Goal
Revise the entries starting at the very beginning and ending at the line that contains "169L93 176L100 187L111", swapping "crimson" for "scarlet" and keeping everything else the same. Omit the pictures from your answer.

Items listed in a dataset
>> Start

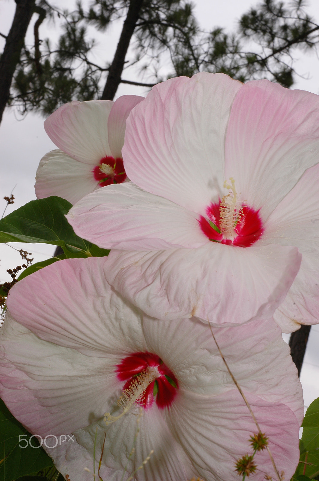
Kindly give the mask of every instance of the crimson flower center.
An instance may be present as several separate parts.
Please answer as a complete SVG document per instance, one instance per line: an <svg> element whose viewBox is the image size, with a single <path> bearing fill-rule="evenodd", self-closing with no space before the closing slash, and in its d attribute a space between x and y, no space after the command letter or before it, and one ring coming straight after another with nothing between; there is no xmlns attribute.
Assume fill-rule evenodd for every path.
<svg viewBox="0 0 319 481"><path fill-rule="evenodd" d="M260 238L263 228L259 211L244 204L234 210L231 231L230 228L223 228L225 212L222 203L220 201L211 204L206 208L207 218L201 215L198 221L202 231L210 240L248 247Z"/></svg>
<svg viewBox="0 0 319 481"><path fill-rule="evenodd" d="M93 169L93 176L100 187L111 184L121 184L126 178L123 159L106 155Z"/></svg>
<svg viewBox="0 0 319 481"><path fill-rule="evenodd" d="M136 402L145 409L155 403L160 409L168 407L173 402L178 389L178 382L172 371L156 354L135 353L125 357L116 366L118 379L125 381L124 392L133 384L138 384L145 373L154 373L151 382Z"/></svg>

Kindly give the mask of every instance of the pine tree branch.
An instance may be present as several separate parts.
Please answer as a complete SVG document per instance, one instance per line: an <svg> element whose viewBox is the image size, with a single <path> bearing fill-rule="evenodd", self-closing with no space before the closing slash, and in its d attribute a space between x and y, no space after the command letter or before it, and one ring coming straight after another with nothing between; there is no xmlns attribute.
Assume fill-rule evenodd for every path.
<svg viewBox="0 0 319 481"><path fill-rule="evenodd" d="M35 0L16 0L15 13L0 59L0 123L9 100L10 87L20 58L24 37L35 8Z"/></svg>
<svg viewBox="0 0 319 481"><path fill-rule="evenodd" d="M120 80L121 84L130 84L130 85L138 85L141 87L154 87L156 84L143 84L141 82L133 82L131 80Z"/></svg>
<svg viewBox="0 0 319 481"><path fill-rule="evenodd" d="M143 0L130 0L113 62L109 67L108 75L101 100L113 100L120 82L125 56L132 36L139 19Z"/></svg>
<svg viewBox="0 0 319 481"><path fill-rule="evenodd" d="M295 332L292 332L290 335L289 340L290 354L293 361L298 369L298 377L300 376L311 327L311 326L302 326L300 329Z"/></svg>
<svg viewBox="0 0 319 481"><path fill-rule="evenodd" d="M46 18L46 11L41 7L35 6L35 12L39 14L39 18L35 24L34 32L35 35L35 68L39 77L42 73L42 67L40 63L41 53L40 53L40 39L39 38L39 27Z"/></svg>

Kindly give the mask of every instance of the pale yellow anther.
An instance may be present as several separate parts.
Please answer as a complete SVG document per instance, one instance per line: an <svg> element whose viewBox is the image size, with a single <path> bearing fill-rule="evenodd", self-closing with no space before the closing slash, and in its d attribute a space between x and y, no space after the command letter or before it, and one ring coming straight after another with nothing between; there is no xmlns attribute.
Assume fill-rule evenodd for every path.
<svg viewBox="0 0 319 481"><path fill-rule="evenodd" d="M105 413L104 421L106 426L117 421L128 412L134 403L142 401L146 388L159 375L157 369L148 366L146 370L135 378L130 387L124 390L118 400L118 405L123 409L120 414L112 416L110 413Z"/></svg>
<svg viewBox="0 0 319 481"><path fill-rule="evenodd" d="M240 204L237 201L237 195L235 189L235 181L232 177L229 177L231 185L225 180L224 187L230 192L223 197L219 205L220 215L219 227L224 237L231 240L236 235L235 228L242 215Z"/></svg>
<svg viewBox="0 0 319 481"><path fill-rule="evenodd" d="M102 164L100 167L100 170L107 176L114 176L115 173L113 167L111 167L108 164Z"/></svg>

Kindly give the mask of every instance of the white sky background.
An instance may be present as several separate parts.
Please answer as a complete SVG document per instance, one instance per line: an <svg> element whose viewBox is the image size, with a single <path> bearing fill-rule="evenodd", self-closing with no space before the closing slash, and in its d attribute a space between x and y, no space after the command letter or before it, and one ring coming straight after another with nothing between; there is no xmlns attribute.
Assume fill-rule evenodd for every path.
<svg viewBox="0 0 319 481"><path fill-rule="evenodd" d="M71 8L72 0L52 0L52 3L63 8ZM236 22L248 9L256 5L252 0L196 0L195 13L201 26L210 30L214 26L222 26L228 32L236 28ZM315 21L319 22L319 1L309 0L307 11ZM0 32L6 35L10 29L15 8L14 0L0 0ZM32 44L33 25L37 16L34 16L28 31L27 41ZM122 21L114 22L106 34L100 35L99 43L95 50L96 61L102 58L112 58L122 27ZM40 28L40 37L44 38L53 35L58 36L58 30L53 24L48 26L43 24ZM0 37L0 51L4 39ZM107 52L107 55L106 55ZM319 94L319 60L315 52L305 53L296 51L294 56L297 60L295 68L304 78L299 78L293 88L307 90ZM123 78L136 80L133 74L128 72ZM145 78L143 81L150 81ZM145 96L147 90L141 87L122 84L116 98L125 94ZM28 114L24 118L14 109L7 109L0 125L0 214L5 207L2 198L9 196L12 189L15 203L8 206L6 215L27 202L35 199L34 189L35 176L39 162L47 152L56 148L47 137L43 128L44 119L39 115ZM1 215L0 215L0 216ZM51 257L54 247L47 244L11 244L17 249L23 248L32 253L34 262ZM21 264L18 253L12 247L0 245L0 283L11 280L6 269ZM288 338L286 336L285 339ZM301 380L304 388L306 406L319 397L319 326L311 328Z"/></svg>

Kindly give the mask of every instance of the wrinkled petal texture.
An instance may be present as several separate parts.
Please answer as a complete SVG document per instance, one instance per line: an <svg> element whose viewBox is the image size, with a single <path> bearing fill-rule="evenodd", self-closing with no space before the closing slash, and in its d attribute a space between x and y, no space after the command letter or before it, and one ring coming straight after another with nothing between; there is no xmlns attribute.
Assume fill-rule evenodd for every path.
<svg viewBox="0 0 319 481"><path fill-rule="evenodd" d="M212 329L241 387L268 402L284 399L301 423L301 386L289 347L273 319ZM233 388L210 327L197 318L167 323L144 315L143 332L148 350L178 373L181 390L215 396Z"/></svg>
<svg viewBox="0 0 319 481"><path fill-rule="evenodd" d="M204 72L154 87L127 122L122 153L130 178L203 214L224 183L226 128L242 85Z"/></svg>
<svg viewBox="0 0 319 481"><path fill-rule="evenodd" d="M236 479L235 463L248 450L249 437L256 430L209 326L196 318L168 323L143 318L106 282L108 263L97 258L59 261L12 289L11 315L0 330L1 397L32 432L76 430L92 464L84 466L90 458L85 455L77 466L81 451L75 445L52 453L71 479L87 481L84 467L92 470L96 426L97 463L106 434L101 471L106 479L120 481L126 467L129 475L154 449L136 474L138 481ZM270 437L278 469L289 479L298 460L303 403L281 330L272 319L212 329ZM116 366L141 351L158 355L179 388L169 408L154 403L142 412L137 435L137 405L108 426L101 418L106 411L118 411L123 382ZM63 463L68 459L67 469ZM272 474L269 458L259 455L256 460L263 471ZM258 471L252 479L261 481L261 476Z"/></svg>
<svg viewBox="0 0 319 481"><path fill-rule="evenodd" d="M47 119L45 131L63 152L94 167L103 157L112 155L107 120L113 103L110 100L66 103Z"/></svg>
<svg viewBox="0 0 319 481"><path fill-rule="evenodd" d="M109 249L151 251L209 242L194 213L131 182L99 189L77 203L67 218L76 233Z"/></svg>
<svg viewBox="0 0 319 481"><path fill-rule="evenodd" d="M138 95L122 95L115 101L111 109L107 120L108 143L115 159L122 157L126 119L129 114L144 99Z"/></svg>
<svg viewBox="0 0 319 481"><path fill-rule="evenodd" d="M74 204L98 186L92 165L79 162L57 150L49 152L40 161L35 188L38 199L58 195Z"/></svg>
<svg viewBox="0 0 319 481"><path fill-rule="evenodd" d="M300 270L275 318L284 332L319 321L319 165L312 167L268 218L264 243L294 243L302 253Z"/></svg>
<svg viewBox="0 0 319 481"><path fill-rule="evenodd" d="M123 355L133 345L134 351L143 351L142 313L108 285L106 262L107 257L56 262L17 283L8 308L41 339L87 355L104 357L106 350L116 355L119 346L127 346Z"/></svg>
<svg viewBox="0 0 319 481"><path fill-rule="evenodd" d="M1 397L13 416L43 438L98 419L110 402L106 392L119 389L114 369L118 357L88 357L42 341L10 316L1 340Z"/></svg>
<svg viewBox="0 0 319 481"><path fill-rule="evenodd" d="M45 449L51 456L54 465L64 478L67 475L70 481L92 481L94 468L93 458L85 448L80 446L72 438L74 442L69 439L67 436L67 441L61 443L60 445L53 448ZM71 437L71 435L70 435ZM64 437L61 439L64 439ZM52 440L53 441L53 440ZM53 443L53 444L54 443ZM95 469L97 469L98 460L95 463ZM89 469L88 471L86 470ZM100 468L100 475L104 481L118 481L119 478L118 470L111 469L106 466L102 466ZM76 477L75 478L74 477ZM68 478L67 478L68 479Z"/></svg>
<svg viewBox="0 0 319 481"><path fill-rule="evenodd" d="M108 282L148 315L196 316L236 325L271 317L299 269L295 247L243 249L215 242L198 249L153 252L112 250Z"/></svg>
<svg viewBox="0 0 319 481"><path fill-rule="evenodd" d="M319 96L268 80L248 82L233 104L226 178L265 221L306 169L319 162ZM305 200L304 200L305 202Z"/></svg>
<svg viewBox="0 0 319 481"><path fill-rule="evenodd" d="M101 457L106 432L103 464L109 468L119 470L117 481L120 481L126 467L128 477L134 472L149 456L151 450L154 450L154 453L145 465L143 471L139 470L136 473L137 480L139 481L190 480L195 470L191 469L191 462L188 456L170 432L162 413L155 405L143 413L138 426L140 431L134 441L138 415L138 409L135 409L107 428L103 422L100 422L84 429L79 430L75 433L77 440L93 456L97 425L95 455L97 461ZM128 461L133 446L134 455L131 456L130 460Z"/></svg>
<svg viewBox="0 0 319 481"><path fill-rule="evenodd" d="M290 479L299 461L298 423L294 414L284 404L267 403L245 393L261 432L269 437L270 448L278 470L284 470L285 479ZM236 461L251 450L249 436L258 431L237 390L211 397L183 392L165 414L168 426L193 460L201 478L214 481L238 479L235 472ZM265 473L275 479L267 451L258 453L255 461L257 471L249 476L249 480L262 481ZM230 466L233 469L229 468Z"/></svg>

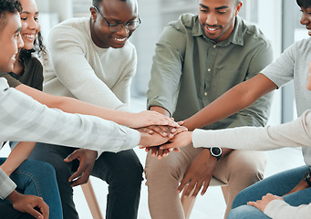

>> End

Result for this task
Kindly give the mask of every instance of the scarlet flower center.
An instance may be present as several separate parts.
Please answer as a complete SVG document per instance, one instance per line: an <svg> element whose viewBox is the image size, with a single <path> bearing fill-rule="evenodd", self-closing with no space before the closing slash, and in its d attribute a space between x and y, no space after the command letter or before it, and one ring coming straight after another with nothing between; there is no xmlns attribute.
Assume fill-rule evenodd for every path.
<svg viewBox="0 0 319 481"><path fill-rule="evenodd" d="M260 238L263 228L259 211L244 204L234 210L231 231L230 228L223 228L225 212L222 203L220 201L211 204L206 208L207 218L201 215L198 221L202 231L210 240L248 247Z"/></svg>
<svg viewBox="0 0 319 481"><path fill-rule="evenodd" d="M93 169L93 176L100 187L111 184L121 184L126 178L123 159L106 155Z"/></svg>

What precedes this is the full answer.